> Problem to solve
Reproduce each of these records line for line, leaving out the pictures.

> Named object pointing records
* begin *

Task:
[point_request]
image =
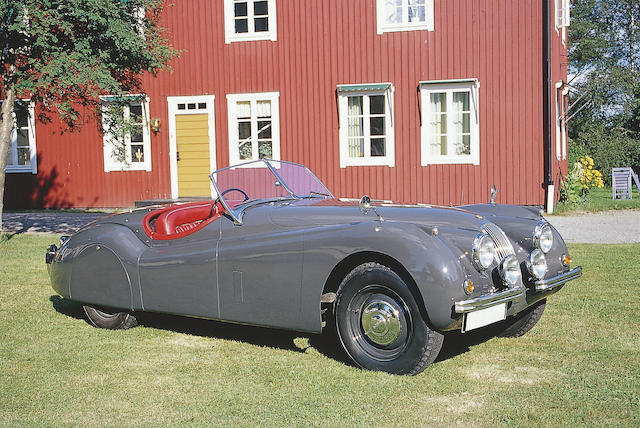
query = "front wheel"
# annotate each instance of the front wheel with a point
(112, 320)
(380, 325)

* end *

> Expected answer
Task:
[point_request]
image =
query = "front wheel"
# annotate each instance of the front wheel with a point
(112, 320)
(380, 325)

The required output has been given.